Saved entries:
--------
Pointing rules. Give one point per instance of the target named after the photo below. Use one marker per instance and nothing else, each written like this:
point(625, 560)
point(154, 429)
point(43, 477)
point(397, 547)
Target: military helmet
--------
**ASSIGNED TASK**
In full and without change, transcribe every line of the records above.

**TASK SOLUTION**
Pointing rules. Give one point per instance of the target named after the photo below. Use one marker per instance and nothing else, each written like this:
point(625, 560)
point(154, 429)
point(43, 477)
point(397, 547)
Target: military helmet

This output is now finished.